Available records:
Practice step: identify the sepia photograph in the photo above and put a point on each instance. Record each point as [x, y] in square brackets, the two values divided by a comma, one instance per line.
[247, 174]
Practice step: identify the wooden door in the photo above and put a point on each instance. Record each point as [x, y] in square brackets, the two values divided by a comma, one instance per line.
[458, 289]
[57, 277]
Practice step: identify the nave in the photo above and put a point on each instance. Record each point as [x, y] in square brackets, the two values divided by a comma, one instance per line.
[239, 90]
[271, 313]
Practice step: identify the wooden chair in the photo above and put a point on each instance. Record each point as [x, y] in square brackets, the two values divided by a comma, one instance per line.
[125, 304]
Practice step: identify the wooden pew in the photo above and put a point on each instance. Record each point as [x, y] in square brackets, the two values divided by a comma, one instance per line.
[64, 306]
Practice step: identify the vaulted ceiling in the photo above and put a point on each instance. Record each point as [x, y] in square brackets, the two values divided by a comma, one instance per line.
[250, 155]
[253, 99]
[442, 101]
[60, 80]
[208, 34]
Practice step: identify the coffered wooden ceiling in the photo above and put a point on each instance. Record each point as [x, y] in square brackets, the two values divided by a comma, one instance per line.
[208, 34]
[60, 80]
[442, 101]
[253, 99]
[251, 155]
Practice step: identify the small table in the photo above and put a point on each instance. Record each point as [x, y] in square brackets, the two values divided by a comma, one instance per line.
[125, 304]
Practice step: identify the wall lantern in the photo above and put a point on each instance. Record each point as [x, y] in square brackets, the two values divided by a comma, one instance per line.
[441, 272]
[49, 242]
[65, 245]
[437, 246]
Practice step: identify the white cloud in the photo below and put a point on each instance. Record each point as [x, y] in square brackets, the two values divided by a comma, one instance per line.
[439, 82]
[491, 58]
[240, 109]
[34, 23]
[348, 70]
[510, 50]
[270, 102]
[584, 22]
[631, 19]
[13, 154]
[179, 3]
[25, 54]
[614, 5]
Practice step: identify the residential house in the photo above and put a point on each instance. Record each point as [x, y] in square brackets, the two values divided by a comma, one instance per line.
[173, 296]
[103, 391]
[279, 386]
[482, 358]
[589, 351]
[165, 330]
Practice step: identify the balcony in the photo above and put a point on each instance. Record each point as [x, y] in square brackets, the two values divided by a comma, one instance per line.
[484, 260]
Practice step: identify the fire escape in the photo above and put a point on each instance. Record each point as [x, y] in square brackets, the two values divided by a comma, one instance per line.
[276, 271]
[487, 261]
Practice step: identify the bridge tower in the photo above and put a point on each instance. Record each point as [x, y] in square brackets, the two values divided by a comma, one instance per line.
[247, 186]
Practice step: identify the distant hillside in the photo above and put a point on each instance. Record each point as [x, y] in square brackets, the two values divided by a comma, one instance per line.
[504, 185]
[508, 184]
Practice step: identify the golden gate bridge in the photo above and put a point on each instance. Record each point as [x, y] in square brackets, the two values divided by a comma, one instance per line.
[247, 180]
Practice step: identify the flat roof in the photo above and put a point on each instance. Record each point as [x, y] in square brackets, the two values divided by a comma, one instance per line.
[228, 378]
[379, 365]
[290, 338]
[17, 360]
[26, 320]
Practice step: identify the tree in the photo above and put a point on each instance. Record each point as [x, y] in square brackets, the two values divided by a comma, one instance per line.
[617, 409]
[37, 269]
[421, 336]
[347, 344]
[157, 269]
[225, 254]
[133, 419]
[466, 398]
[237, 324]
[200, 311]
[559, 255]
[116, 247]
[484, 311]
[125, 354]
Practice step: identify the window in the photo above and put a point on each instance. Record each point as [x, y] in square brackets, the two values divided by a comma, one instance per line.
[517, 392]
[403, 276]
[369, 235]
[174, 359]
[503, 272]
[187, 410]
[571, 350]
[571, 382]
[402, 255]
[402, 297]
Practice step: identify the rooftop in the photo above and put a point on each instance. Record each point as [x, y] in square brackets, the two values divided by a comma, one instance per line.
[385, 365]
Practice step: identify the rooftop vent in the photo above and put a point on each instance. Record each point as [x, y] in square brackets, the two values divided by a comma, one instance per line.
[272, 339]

Instructions to follow: Give the lines above as a two-column CSV with the header instruction,points. Make one row for every line that begins with "Practice step:", with that line in the first field and the coordinate lines under it in the second, each field quoted and any line breaks turned into spaces.

Exercise answer:
instruction,points
"Practice step: identify the sepia photograph in the photo above and put a point on each instance. Record each point as [x, y] in square brackets, the two values divided by a comma, one instance per line.","[247, 174]"
"Practice step: identify the wooden door in the photo above and put a point on each instance. Record each point as [x, y] in square brackets, the two values divided by a comma, one instance per line.","[458, 289] [57, 277]"
"Practice step: identify the nave in the photo above and put a point on each instance. Record each point as [x, y] in square brackets, the two values divided by a comma, one instance per line.","[239, 90] [271, 313]"
"Practice step: identify the wooden chair in the photo above and put a point on each instance. Record each point as [x, y] in square brackets, the two values divided by a comma, one instance per line.","[125, 304]"
"Practice step: identify the wooden pew in the photo above and put a point on each instance. Record each point as [x, y] in square brackets, the two values divided by a comma, one instance per line.","[64, 306]"
"Practice step: identify the vaulted ceiling in the photo above and put a point on each instance. Record each point as [x, y] in square brackets, the two values divided by a comma, one instance per line.","[250, 155] [253, 99] [442, 101] [60, 80] [208, 34]"
"Practice step: identify the coffered wooden ceiling in the photo above and put a point on each instance. Record each point as [x, y] in square brackets, the two values divided by a comma, one instance per line.","[208, 34] [60, 80] [442, 101] [253, 99] [251, 155]"
"Practice step: identify the small table in the photo above and put a point on each instance. Record each point as [x, y] in square brackets, the two values divided by a comma, one instance per line.","[125, 304]"
"Practice step: identify the wall lantern in the photo above and put a point on each instance. Record each point as [x, y] in square brackets, the two values divided by a comma, one instance per line.","[441, 272] [49, 242] [65, 245] [437, 246]"
"Practice step: identify the white cloud in the photo below and put a point on each instance. Record each point as [x, y] in square brackets, the two values divided by a comma, one instance per line.","[439, 82] [491, 58] [240, 109] [34, 23] [348, 70] [510, 50] [270, 102] [584, 22] [631, 19] [13, 154] [179, 3] [25, 54] [614, 5]"
"Practice step: identify the residential house in the photo above and put a point on each instance. Record each point as [x, y] in square brackets, the two values divided by a comma, one instance per line.","[173, 296] [103, 391] [279, 386] [482, 358] [589, 351] [165, 330]"
"Practice step: identify the balcony in the photo above and put a point on each instance. Record each point as [x, y] in square brackets, the two values divided by a comma, one instance per line.","[484, 260]"
"Practice step: identify the fire escape in the photo above and put a point on each instance. Record each point as [x, y] in square brackets, the two values divided by a comma, one instance per line.","[276, 271] [487, 261]"
"Practice step: identify the bridge tower in the photo above and put a point on each instance. Record each point as [x, y] in square brackets, the two values divided by a comma, one instance per line.","[247, 186]"
"Practice step: identify the distant hillside in the photo above and put a point on each instance. Record each point as [x, y] in square brackets, the two values divided by a comma, one instance per line.","[504, 185] [508, 184]"
"Practice step: identify the golden gate bridge in the photo above and put a point on each instance. Record each point as [x, y] in square brackets, the two values divided by a comma, one instance per line.","[247, 180]"
"Practice step: identify the flat roof in the photo above and put a point on each instance. Record each point as [x, y] in square brackets, the two values divided by a comma, one instance per line.","[228, 378] [379, 365] [290, 338] [17, 360] [26, 320]"
"Practice step: identify the tree in the photo above and put a point on each instance. Record each point as [x, y] in square brackets, the two values divided by a comma, one instance per line.","[617, 409] [37, 269] [421, 336] [347, 344] [157, 269] [225, 254] [133, 419] [466, 398] [237, 324] [200, 311] [559, 255] [116, 247] [484, 311] [125, 354]"
"Practice step: identify the window in the photo above and put a point on each instance. Record each point as [x, y] in square brackets, the two values divided by a comma, one instance per line.","[517, 392] [403, 276] [369, 235] [174, 359] [503, 272] [187, 410] [571, 350] [571, 382] [402, 255] [402, 297]"
"Practice step: identify the rooftop in the photo above and put a point on each instance. Record each point as [x, y] in square brackets, the two values divided by a comma, one instance per line.","[385, 365]"
"Practice step: identify the rooftop vent in the photo above and put a point on each instance. Record each point as [x, y] in square brackets, the two values divided by a comma, one instance per line.","[272, 339]"